**The request**
Select each line in the material below that contains the string "black" and reproduce those lines in full.

___ Information shown ___

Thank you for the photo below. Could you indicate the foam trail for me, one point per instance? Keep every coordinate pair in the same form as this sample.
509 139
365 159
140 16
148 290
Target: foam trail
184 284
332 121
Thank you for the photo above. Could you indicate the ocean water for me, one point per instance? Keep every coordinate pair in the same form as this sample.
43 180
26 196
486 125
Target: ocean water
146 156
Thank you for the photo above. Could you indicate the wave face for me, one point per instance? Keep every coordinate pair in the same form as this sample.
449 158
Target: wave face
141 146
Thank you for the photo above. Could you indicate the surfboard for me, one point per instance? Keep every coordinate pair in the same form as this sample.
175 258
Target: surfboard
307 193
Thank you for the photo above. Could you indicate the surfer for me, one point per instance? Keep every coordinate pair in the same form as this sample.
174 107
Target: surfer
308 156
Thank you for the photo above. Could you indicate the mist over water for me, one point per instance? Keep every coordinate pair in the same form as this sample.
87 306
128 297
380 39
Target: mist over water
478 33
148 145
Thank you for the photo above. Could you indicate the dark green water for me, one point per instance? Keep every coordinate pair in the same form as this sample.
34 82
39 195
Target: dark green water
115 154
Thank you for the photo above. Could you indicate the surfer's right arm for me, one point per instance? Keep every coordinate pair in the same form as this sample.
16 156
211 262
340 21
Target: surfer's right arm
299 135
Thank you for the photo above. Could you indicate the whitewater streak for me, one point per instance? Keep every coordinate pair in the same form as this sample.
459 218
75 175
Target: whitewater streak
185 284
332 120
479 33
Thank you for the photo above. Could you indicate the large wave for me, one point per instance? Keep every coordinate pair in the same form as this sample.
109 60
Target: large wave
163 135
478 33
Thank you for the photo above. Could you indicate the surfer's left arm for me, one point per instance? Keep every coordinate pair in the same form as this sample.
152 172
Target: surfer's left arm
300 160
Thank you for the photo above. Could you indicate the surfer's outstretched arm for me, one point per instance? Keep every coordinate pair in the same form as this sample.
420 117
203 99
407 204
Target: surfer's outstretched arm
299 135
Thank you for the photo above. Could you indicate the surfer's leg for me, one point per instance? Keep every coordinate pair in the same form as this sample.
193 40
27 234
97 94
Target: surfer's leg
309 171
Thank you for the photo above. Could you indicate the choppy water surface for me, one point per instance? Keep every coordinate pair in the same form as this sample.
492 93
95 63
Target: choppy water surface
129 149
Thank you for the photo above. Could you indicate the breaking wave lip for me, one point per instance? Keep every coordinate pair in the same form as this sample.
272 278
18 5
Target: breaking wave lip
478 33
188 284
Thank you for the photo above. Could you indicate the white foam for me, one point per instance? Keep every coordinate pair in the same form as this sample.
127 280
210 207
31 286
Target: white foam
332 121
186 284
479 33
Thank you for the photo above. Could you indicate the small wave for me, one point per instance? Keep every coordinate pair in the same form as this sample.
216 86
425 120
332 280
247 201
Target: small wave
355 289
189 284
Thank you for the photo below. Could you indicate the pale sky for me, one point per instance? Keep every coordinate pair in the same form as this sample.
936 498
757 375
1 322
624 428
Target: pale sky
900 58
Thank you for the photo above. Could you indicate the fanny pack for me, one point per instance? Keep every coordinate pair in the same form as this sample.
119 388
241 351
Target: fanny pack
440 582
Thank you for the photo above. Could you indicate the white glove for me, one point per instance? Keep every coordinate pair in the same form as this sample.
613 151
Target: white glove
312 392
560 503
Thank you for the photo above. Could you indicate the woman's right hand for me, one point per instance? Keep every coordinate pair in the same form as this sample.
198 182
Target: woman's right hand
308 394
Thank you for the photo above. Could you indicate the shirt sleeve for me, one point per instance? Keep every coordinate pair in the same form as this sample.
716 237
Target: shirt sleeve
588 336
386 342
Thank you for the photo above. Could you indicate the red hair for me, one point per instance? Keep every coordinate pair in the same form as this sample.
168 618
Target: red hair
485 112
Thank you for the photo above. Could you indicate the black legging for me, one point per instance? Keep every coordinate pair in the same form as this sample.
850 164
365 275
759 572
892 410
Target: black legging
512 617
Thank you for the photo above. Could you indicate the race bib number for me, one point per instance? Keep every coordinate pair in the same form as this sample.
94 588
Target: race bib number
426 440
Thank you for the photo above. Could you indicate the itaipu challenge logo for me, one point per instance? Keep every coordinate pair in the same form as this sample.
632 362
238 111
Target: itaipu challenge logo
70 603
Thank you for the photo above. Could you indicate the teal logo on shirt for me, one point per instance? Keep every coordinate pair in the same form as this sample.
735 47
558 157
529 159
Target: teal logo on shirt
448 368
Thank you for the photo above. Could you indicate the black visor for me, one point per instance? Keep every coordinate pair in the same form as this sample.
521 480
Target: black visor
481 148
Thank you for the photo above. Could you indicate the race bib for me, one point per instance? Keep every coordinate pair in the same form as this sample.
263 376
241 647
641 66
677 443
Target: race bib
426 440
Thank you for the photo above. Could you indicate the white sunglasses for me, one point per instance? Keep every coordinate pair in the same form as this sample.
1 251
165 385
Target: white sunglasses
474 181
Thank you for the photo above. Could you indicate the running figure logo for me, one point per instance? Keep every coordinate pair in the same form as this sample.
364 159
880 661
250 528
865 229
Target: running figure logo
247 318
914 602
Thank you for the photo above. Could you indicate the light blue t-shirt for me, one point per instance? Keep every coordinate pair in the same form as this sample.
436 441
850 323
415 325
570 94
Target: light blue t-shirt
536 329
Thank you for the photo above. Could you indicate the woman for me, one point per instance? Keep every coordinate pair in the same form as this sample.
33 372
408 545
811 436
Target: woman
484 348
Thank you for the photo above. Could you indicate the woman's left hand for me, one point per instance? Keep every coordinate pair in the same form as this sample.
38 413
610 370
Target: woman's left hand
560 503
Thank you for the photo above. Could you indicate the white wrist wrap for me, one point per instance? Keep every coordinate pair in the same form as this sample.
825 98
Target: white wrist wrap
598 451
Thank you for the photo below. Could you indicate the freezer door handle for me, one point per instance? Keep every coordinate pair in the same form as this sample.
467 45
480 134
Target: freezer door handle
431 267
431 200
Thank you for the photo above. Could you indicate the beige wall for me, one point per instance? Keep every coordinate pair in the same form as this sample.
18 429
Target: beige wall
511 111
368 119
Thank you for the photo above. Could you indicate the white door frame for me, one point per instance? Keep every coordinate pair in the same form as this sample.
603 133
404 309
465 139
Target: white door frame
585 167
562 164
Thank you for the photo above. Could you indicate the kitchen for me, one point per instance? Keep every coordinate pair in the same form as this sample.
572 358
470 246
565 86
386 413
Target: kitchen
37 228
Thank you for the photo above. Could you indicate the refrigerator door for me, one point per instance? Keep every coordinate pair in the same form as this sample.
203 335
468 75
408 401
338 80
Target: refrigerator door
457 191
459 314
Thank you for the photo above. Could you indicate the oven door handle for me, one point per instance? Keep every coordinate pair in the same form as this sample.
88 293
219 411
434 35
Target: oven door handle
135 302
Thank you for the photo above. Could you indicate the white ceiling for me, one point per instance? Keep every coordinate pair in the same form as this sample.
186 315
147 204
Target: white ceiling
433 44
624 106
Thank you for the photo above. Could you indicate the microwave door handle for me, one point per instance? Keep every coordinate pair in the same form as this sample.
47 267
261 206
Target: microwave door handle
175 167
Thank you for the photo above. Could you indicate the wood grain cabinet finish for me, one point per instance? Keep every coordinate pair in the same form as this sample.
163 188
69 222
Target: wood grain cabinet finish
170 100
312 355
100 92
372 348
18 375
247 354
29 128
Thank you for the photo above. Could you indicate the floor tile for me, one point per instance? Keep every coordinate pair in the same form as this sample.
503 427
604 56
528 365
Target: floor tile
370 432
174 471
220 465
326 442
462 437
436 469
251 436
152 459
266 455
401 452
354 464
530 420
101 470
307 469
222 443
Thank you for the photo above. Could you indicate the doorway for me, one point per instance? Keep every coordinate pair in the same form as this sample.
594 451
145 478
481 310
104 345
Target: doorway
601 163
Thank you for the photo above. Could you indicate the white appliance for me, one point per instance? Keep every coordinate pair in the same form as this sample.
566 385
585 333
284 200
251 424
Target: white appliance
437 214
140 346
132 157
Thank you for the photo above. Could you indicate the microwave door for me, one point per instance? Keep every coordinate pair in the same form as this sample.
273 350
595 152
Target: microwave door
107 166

___
___ Information shown ___

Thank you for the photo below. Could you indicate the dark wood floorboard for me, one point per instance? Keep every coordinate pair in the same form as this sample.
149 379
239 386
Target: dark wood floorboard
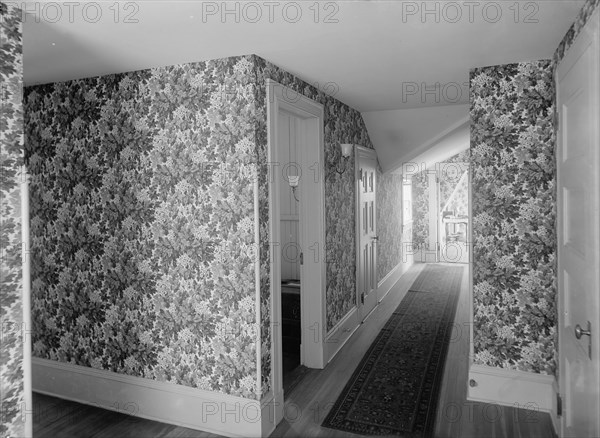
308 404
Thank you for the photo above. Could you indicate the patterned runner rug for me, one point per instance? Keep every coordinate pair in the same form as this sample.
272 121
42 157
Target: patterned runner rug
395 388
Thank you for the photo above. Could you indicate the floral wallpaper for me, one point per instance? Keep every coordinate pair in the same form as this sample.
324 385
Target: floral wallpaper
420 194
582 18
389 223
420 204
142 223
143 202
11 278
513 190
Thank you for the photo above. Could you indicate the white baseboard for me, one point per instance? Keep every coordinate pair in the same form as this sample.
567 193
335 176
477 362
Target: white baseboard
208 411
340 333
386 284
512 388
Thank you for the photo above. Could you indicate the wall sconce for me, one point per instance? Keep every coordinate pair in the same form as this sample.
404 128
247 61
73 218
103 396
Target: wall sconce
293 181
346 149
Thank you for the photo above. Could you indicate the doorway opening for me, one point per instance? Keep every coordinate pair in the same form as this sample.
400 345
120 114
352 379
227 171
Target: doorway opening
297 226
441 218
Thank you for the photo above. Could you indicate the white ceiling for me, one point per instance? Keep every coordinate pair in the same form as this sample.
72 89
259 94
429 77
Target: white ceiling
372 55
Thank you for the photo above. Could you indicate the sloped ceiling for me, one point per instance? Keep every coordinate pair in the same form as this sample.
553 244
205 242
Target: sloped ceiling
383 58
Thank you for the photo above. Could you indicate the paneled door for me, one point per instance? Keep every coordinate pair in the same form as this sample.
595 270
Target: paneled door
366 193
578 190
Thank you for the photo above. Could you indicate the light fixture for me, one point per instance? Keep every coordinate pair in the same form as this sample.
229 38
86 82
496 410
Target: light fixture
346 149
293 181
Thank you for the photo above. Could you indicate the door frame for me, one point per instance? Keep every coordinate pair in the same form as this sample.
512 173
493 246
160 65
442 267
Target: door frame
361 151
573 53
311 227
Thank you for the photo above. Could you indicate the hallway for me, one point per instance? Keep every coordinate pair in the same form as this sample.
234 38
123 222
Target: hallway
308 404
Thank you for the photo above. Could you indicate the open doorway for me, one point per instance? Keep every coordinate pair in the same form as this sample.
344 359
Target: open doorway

___
___ Information shown ___

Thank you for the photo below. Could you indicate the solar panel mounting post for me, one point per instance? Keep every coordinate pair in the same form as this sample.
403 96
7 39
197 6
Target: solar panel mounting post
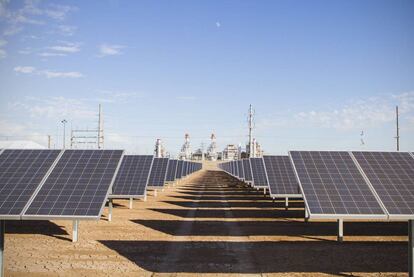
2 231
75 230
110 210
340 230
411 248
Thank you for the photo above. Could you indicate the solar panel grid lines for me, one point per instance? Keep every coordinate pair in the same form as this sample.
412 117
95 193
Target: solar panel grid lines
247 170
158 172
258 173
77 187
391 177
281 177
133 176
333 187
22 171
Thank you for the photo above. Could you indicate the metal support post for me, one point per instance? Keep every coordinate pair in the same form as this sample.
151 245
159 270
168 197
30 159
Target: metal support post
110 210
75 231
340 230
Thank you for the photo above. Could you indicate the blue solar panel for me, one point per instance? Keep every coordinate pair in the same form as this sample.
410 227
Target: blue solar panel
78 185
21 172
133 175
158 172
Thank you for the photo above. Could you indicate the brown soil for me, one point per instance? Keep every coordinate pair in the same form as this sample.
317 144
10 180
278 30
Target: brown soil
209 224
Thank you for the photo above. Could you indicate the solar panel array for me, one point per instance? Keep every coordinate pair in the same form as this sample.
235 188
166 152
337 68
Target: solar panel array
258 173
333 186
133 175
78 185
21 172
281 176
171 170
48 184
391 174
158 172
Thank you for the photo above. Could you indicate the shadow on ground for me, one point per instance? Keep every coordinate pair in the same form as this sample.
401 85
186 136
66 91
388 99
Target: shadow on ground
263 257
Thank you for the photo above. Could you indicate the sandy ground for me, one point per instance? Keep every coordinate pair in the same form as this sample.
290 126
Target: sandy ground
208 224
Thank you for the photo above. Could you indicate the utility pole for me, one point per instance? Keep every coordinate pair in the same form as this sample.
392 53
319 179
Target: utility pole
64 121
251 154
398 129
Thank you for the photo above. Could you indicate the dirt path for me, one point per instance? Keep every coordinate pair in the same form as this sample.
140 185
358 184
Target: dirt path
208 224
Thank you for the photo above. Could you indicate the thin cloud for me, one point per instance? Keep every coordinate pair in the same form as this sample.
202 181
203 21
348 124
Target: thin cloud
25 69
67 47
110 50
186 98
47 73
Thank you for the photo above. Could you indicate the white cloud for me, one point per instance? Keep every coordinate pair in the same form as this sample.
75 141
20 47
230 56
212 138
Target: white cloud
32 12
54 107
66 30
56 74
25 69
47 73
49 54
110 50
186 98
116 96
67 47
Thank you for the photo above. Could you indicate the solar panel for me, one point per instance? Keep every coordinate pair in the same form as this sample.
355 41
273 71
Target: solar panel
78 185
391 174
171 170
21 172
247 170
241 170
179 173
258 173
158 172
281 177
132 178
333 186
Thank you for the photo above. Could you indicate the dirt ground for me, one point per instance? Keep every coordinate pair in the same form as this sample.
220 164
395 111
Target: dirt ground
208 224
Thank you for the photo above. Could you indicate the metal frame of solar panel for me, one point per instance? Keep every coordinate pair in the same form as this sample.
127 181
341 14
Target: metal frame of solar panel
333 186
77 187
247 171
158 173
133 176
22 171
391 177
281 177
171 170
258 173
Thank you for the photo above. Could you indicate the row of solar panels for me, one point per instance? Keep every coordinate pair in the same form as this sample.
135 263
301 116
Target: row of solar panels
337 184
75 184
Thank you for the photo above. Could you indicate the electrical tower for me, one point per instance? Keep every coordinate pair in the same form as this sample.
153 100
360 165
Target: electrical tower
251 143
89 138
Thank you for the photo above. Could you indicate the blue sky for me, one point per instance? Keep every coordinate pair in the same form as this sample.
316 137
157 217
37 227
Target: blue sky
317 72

___

**Final answer**
Thank you for the photo above. Could you indicate the black legging for me, one point per instance? Keep every coordinate pair in the same form as this sample.
Target: black legging
Thank you for the photo above. Could you indicate the black visor for me, one point per instance? Keep every coordinate pair in the same form as this sample.
Target: black visor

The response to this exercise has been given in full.